▶ [Set problem A]:
In the entries that follow the LipSync API page, rewrite only the lines between the one holding "pinpoint the asphalt" and the one holding "left=76, top=63, right=181, bottom=95", inclusive, with the requests included. Adjust every bounding-box coordinate in the answers by adding -131, and leave the requests and their sample coordinates unchanged.

LipSync API
Overview
Create LipSync Or Talking Photos
How it works
1
Host your assets at a publicly accessible URL
Upload your video, photo, and audio files so our servers can retrieve them.
2
Send an API request with the appropriate parameters
Reference your hosted assets and specify your desired mode (Standard or Precision).
3
Wait or query status
Use our webhook callback or poll the API with your job ID until processing is complete.
4
Download video output
Retrieve the finished talking photo or lip‑synced video from the provided URL.
Usage Limitation:
- You may have up to 5 concurrent jobs (including queued requests).
- Only single‑face videos or photos are supported.
- Estimated queue time: 1–120 minutes, depending on system load.
- Standard Mode processing time: ~10 minutes.
- Precision Mode processing time: ~20 minutes.
If a video or photo contains multiple faces, only the largest detected face will be lip‑synced.
API Error Codes
Code | Description |
---|---|
5 | Invalid request parameters. |
7 | No permission to request. |
104 | Insufficient credits. |
814 | Your account is not a member and is not allowed to call the API. |
1000 | Internal Server Error. |
1301 | Challenge failed. |
1302 | API key has been revoked. |
1304 | API key has reached the maximum number of concurrent requests. |
1502 | Your audio driver is either invalid or cannot be downloaded. |
1503 | Your account is not authorized to call the API. |
Job Error Codes
Code | Description |
---|---|
20403 | Not enough faces. |
20407 | The number of face tracks is too many. |
20408 | The image-to-video facial detection has not been passed. |
20601 | There are no faces in the picture. |
20602 | Unknown image format. |
20611 | Video triggering flow limit. |
20613 | Generate video input sensitive to images. |

▶ [Records for the exercise]:

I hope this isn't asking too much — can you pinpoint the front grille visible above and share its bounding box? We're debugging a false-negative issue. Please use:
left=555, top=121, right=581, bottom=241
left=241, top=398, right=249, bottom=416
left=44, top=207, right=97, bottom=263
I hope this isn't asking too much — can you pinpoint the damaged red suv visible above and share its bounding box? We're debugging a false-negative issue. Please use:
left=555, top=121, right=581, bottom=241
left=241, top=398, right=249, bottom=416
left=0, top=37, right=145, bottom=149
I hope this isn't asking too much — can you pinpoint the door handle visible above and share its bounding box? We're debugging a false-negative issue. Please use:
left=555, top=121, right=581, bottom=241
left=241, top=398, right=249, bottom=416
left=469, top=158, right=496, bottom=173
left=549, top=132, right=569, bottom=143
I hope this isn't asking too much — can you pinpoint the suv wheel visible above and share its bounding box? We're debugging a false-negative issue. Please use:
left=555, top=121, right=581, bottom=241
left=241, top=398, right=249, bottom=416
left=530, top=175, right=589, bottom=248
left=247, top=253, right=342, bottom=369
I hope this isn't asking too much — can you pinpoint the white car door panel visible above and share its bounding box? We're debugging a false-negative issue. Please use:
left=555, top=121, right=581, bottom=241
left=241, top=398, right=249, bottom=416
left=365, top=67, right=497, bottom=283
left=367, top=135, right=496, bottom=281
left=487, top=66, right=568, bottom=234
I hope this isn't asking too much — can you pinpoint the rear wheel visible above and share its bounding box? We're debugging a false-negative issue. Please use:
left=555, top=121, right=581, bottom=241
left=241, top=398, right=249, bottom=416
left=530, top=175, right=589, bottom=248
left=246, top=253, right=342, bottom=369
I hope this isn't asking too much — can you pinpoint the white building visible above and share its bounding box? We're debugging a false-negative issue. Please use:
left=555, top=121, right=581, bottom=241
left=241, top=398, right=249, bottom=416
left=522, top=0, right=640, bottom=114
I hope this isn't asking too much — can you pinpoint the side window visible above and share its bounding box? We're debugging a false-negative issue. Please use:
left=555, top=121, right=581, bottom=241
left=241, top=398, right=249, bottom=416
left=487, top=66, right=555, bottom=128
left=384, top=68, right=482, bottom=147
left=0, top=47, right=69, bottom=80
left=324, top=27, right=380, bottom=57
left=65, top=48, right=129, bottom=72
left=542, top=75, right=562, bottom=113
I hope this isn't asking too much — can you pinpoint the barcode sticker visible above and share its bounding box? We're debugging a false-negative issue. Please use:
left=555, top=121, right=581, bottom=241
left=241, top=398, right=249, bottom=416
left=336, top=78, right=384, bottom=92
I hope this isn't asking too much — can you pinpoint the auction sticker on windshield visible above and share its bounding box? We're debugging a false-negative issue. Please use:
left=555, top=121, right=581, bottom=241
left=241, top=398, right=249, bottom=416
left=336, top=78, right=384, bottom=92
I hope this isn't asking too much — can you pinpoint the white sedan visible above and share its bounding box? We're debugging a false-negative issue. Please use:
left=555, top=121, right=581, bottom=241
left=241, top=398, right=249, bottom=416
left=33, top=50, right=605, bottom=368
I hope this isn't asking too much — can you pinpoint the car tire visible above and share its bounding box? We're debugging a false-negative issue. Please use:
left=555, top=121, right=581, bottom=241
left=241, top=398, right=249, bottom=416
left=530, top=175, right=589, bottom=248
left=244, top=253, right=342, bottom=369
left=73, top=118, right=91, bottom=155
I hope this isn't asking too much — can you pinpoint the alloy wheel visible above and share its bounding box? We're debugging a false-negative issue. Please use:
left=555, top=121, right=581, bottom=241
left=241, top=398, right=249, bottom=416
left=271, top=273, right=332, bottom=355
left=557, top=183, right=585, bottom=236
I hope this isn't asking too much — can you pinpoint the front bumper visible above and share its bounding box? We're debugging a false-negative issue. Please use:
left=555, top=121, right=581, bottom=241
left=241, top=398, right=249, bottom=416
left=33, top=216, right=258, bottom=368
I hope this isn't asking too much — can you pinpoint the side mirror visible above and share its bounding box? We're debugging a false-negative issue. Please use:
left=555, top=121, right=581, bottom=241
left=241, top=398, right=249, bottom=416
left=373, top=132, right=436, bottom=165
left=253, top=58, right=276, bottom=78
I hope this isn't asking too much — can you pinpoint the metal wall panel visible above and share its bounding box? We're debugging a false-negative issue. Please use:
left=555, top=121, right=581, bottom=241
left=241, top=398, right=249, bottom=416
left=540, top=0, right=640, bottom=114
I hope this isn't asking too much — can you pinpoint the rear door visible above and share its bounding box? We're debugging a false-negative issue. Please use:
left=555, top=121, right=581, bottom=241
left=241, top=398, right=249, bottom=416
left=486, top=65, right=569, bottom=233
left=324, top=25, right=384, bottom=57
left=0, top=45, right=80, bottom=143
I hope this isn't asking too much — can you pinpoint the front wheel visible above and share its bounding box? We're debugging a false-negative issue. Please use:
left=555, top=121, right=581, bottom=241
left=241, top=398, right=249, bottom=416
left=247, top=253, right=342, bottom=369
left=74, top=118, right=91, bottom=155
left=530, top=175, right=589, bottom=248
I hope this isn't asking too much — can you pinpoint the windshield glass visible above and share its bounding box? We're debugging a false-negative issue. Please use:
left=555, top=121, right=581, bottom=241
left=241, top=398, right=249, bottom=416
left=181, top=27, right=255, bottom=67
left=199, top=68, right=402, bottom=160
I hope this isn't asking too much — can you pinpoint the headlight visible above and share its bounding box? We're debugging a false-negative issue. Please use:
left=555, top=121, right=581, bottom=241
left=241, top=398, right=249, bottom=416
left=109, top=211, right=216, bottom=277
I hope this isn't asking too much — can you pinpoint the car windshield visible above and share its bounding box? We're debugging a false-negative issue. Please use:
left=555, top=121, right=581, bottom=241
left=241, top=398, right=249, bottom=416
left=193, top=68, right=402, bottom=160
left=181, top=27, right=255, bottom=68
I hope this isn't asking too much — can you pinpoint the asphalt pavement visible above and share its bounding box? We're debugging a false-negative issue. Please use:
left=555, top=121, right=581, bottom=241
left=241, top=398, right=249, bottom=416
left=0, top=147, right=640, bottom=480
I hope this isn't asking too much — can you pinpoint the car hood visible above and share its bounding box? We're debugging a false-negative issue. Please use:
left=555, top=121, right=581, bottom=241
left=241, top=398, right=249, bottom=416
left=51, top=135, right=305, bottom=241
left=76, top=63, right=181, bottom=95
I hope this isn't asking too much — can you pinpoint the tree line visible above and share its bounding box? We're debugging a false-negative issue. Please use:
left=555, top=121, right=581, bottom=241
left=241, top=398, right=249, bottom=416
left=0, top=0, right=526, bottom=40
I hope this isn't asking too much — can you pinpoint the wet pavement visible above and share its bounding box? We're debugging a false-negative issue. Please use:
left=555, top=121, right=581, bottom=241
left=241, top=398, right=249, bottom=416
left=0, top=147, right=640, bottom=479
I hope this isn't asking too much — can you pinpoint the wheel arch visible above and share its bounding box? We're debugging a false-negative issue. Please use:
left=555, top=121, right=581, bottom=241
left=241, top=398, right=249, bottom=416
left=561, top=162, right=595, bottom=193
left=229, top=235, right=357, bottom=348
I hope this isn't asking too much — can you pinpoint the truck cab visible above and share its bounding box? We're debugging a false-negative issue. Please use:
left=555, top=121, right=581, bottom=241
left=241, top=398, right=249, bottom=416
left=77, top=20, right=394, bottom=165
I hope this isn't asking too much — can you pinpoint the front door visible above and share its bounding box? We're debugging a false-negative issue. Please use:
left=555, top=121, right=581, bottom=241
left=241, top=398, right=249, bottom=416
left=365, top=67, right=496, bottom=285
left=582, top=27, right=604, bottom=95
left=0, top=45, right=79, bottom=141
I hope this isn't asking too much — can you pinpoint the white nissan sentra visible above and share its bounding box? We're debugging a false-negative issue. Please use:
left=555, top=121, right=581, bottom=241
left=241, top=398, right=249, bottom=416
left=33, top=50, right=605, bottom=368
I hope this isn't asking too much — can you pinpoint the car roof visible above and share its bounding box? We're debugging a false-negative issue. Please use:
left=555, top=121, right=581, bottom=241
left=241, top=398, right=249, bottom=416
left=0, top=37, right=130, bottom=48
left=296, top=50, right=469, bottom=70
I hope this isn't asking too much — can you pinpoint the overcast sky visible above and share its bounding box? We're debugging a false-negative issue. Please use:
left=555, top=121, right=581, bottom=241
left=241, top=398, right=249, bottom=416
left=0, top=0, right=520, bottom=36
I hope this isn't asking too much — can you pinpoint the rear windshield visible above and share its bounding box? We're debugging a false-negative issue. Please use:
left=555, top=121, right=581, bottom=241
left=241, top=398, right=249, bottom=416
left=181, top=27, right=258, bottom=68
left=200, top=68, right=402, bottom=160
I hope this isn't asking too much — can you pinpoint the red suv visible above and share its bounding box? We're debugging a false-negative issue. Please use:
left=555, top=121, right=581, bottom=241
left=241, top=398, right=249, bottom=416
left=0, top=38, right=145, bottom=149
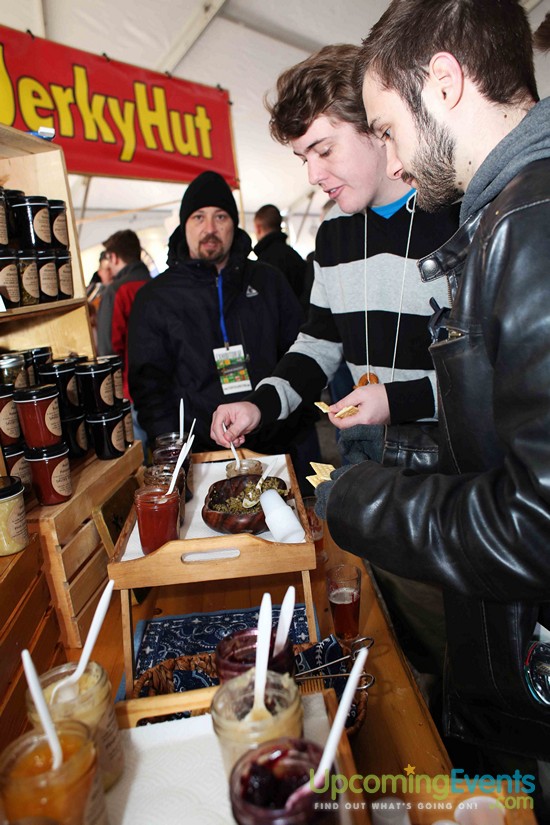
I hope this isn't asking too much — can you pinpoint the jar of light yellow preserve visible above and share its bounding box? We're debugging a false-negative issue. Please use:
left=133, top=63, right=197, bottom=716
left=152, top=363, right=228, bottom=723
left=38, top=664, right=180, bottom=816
left=0, top=476, right=29, bottom=556
left=210, top=668, right=303, bottom=776
left=27, top=662, right=124, bottom=790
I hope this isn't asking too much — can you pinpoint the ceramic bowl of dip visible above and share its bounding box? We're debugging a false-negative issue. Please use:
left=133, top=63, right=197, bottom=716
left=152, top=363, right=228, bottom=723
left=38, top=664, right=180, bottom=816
left=202, top=475, right=290, bottom=535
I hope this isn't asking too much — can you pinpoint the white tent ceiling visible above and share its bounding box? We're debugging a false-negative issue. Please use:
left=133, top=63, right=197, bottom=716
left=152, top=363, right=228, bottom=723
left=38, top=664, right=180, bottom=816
left=0, top=0, right=550, bottom=265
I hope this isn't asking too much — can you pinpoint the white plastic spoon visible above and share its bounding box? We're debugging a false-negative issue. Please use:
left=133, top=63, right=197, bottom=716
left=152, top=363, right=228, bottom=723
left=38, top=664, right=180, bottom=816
left=21, top=650, right=63, bottom=771
left=243, top=458, right=277, bottom=509
left=50, top=579, right=115, bottom=705
left=243, top=593, right=272, bottom=722
left=168, top=435, right=195, bottom=495
left=273, top=585, right=296, bottom=658
left=285, top=647, right=368, bottom=811
left=222, top=421, right=241, bottom=470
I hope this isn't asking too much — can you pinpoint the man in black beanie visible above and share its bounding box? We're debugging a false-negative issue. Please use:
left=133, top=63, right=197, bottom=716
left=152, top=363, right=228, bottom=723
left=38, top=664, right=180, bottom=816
left=128, top=172, right=319, bottom=479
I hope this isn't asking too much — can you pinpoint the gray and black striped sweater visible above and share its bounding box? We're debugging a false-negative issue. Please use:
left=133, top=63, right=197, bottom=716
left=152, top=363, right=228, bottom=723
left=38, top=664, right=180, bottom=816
left=246, top=204, right=459, bottom=424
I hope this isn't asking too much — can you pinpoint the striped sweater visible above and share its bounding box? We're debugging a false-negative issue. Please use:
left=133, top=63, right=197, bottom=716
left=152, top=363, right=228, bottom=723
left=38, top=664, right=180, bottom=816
left=247, top=196, right=459, bottom=424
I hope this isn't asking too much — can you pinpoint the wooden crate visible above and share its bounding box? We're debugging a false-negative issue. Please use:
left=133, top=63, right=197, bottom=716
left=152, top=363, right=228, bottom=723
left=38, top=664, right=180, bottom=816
left=0, top=536, right=66, bottom=747
left=28, top=442, right=143, bottom=647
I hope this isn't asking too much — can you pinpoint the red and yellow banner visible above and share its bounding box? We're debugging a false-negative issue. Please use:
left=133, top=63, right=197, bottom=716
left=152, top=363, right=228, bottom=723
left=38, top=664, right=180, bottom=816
left=0, top=26, right=238, bottom=188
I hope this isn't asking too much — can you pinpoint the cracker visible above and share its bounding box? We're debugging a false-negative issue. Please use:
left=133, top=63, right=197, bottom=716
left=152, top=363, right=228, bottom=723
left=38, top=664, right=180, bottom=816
left=334, top=407, right=359, bottom=418
left=309, top=461, right=335, bottom=481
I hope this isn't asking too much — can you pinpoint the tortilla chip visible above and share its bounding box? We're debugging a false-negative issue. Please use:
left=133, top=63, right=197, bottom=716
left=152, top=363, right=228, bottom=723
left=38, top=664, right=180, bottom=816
left=309, top=461, right=335, bottom=481
left=334, top=407, right=359, bottom=418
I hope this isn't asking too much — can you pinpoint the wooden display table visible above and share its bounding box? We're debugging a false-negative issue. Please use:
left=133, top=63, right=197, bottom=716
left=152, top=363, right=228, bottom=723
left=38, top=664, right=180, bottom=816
left=108, top=450, right=317, bottom=697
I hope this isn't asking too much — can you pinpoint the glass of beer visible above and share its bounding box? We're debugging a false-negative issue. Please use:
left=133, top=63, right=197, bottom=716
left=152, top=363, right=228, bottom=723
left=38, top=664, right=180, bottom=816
left=327, top=564, right=361, bottom=646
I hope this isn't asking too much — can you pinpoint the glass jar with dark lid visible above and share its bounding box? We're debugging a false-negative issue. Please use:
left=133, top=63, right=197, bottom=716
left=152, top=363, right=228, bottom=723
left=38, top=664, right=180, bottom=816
left=0, top=186, right=9, bottom=247
left=0, top=384, right=21, bottom=447
left=0, top=249, right=21, bottom=309
left=0, top=352, right=29, bottom=389
left=37, top=358, right=82, bottom=418
left=9, top=195, right=52, bottom=250
left=48, top=198, right=69, bottom=249
left=75, top=361, right=114, bottom=414
left=4, top=189, right=25, bottom=250
left=25, top=441, right=73, bottom=505
left=86, top=409, right=126, bottom=461
left=0, top=476, right=29, bottom=557
left=2, top=441, right=32, bottom=493
left=55, top=249, right=74, bottom=301
left=0, top=384, right=21, bottom=447
left=17, top=249, right=40, bottom=307
left=36, top=249, right=59, bottom=304
left=13, top=384, right=62, bottom=447
left=61, top=413, right=90, bottom=458
left=97, top=355, right=124, bottom=404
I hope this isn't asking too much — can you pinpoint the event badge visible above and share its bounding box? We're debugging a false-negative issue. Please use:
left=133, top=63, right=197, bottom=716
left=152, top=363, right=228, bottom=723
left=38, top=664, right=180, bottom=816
left=214, top=344, right=252, bottom=395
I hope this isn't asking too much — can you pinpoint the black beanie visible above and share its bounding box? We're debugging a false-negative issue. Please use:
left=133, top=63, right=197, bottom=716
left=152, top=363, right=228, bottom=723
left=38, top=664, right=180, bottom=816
left=180, top=172, right=239, bottom=229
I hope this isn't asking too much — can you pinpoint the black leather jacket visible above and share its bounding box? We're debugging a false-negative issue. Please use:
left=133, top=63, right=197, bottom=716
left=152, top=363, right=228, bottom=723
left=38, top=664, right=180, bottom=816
left=328, top=159, right=550, bottom=759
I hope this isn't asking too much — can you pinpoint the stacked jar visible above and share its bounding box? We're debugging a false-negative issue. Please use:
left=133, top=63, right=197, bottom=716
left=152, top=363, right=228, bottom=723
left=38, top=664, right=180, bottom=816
left=75, top=356, right=127, bottom=461
left=0, top=188, right=74, bottom=309
left=12, top=365, right=72, bottom=505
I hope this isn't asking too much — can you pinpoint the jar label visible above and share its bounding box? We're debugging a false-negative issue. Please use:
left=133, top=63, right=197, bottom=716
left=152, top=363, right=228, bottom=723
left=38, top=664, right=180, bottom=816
left=0, top=204, right=8, bottom=246
left=111, top=421, right=126, bottom=453
left=21, top=261, right=40, bottom=298
left=39, top=261, right=59, bottom=297
left=53, top=212, right=69, bottom=246
left=57, top=262, right=74, bottom=297
left=75, top=422, right=88, bottom=452
left=65, top=375, right=80, bottom=407
left=10, top=455, right=32, bottom=490
left=122, top=413, right=136, bottom=444
left=113, top=370, right=124, bottom=398
left=0, top=262, right=21, bottom=303
left=99, top=374, right=115, bottom=407
left=44, top=398, right=62, bottom=435
left=6, top=494, right=29, bottom=548
left=52, top=458, right=73, bottom=496
left=0, top=398, right=21, bottom=439
left=32, top=208, right=52, bottom=243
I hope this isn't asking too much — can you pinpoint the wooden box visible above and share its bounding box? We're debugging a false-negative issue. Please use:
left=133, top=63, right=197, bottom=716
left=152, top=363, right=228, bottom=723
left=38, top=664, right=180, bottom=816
left=0, top=536, right=66, bottom=747
left=28, top=442, right=143, bottom=647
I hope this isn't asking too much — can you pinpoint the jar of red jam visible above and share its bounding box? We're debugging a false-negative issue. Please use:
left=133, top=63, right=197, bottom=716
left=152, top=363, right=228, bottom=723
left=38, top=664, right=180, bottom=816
left=3, top=442, right=32, bottom=494
left=25, top=441, right=73, bottom=505
left=86, top=410, right=126, bottom=461
left=13, top=384, right=62, bottom=447
left=38, top=358, right=82, bottom=418
left=0, top=384, right=21, bottom=447
left=134, top=486, right=180, bottom=555
left=75, top=361, right=114, bottom=414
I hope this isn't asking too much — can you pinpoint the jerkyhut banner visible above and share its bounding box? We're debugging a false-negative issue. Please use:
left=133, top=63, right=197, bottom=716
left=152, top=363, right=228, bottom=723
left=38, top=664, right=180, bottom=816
left=0, top=26, right=238, bottom=188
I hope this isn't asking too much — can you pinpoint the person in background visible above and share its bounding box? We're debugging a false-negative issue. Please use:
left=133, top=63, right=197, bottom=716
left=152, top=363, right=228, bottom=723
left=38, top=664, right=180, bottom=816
left=254, top=203, right=306, bottom=300
left=86, top=249, right=113, bottom=347
left=324, top=0, right=550, bottom=823
left=212, top=44, right=458, bottom=688
left=97, top=229, right=151, bottom=463
left=128, top=172, right=319, bottom=484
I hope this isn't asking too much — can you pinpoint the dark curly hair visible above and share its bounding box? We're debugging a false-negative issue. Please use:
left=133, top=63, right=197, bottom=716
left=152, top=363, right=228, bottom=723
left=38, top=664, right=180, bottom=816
left=265, top=43, right=369, bottom=143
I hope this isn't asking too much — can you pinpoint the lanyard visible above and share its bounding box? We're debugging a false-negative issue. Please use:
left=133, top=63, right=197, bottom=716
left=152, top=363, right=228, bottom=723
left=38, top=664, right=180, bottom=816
left=216, top=272, right=229, bottom=349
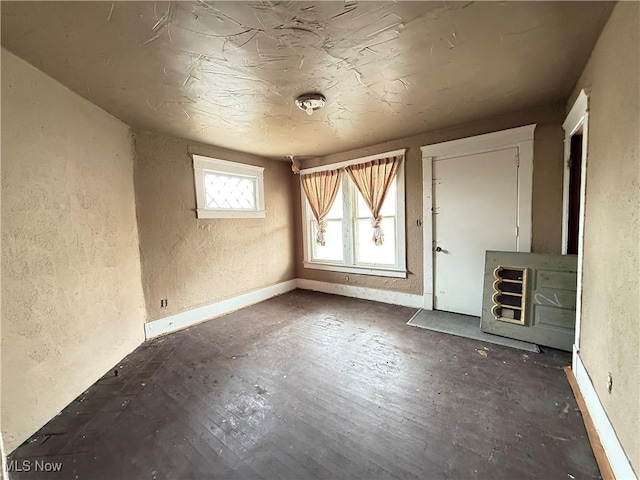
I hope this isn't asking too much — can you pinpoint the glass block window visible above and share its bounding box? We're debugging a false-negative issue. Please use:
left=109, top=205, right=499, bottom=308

▶ [Set problem B]:
Retype the LipSync API page word for word between "- Estimated queue" and "will be lip‑synced.", inclusive.

▶ [Answer A]:
I hope this isn't asking too much — can you pinpoint the asphalt pavement visible above and share its bounding box? We're debugging a false-negative issue. Please use:
left=555, top=121, right=581, bottom=241
left=241, top=398, right=249, bottom=416
left=-131, top=16, right=509, bottom=349
I hope this isn't asking too much — can you pinpoint the car hood visible above and share its bounding box? We're debugging a false-negative issue. Please use:
left=555, top=121, right=581, bottom=241
left=241, top=398, right=249, bottom=416
left=-80, top=4, right=174, bottom=110
left=-55, top=-68, right=50, bottom=-36

▶ [Answer B]:
- Estimated queue time: 1–120 minutes, depending on system load.
- Standard Mode processing time: ~10 minutes.
- Precision Mode processing time: ~20 minutes.
If a video or photo contains multiple faces, only the largest detected face will be lip‑synced.